- Task goal
Every line of the entries below that carries the string "blue" should be copied.

- Source material
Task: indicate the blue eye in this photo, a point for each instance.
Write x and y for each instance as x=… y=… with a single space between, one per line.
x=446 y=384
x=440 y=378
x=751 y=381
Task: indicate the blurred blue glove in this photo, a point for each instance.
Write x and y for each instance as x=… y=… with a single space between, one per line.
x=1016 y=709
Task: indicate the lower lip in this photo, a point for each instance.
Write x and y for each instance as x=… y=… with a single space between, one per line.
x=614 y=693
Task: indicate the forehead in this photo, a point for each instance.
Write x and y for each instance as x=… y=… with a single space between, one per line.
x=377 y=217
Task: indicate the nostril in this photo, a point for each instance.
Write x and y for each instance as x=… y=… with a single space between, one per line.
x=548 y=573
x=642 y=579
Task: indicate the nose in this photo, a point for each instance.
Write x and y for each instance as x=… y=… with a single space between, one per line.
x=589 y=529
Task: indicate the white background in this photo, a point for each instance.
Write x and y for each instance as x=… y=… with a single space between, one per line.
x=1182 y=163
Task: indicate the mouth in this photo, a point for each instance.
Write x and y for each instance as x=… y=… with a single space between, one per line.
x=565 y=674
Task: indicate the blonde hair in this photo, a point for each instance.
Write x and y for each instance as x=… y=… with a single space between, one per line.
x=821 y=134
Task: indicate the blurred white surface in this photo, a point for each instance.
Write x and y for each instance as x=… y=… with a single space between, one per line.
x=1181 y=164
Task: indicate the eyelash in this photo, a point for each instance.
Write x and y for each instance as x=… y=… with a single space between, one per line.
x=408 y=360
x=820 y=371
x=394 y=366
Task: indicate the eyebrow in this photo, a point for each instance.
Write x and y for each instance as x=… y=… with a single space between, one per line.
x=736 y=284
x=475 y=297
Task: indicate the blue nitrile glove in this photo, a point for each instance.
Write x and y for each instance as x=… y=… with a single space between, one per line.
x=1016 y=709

- Completed task
Task: indicate the blue eye in this photo, a point for each instance.
Task: indicate the blurred blue glove in this photo, a point for each instance.
Task: indicate the blue nitrile glove in this photo, a point for each instance.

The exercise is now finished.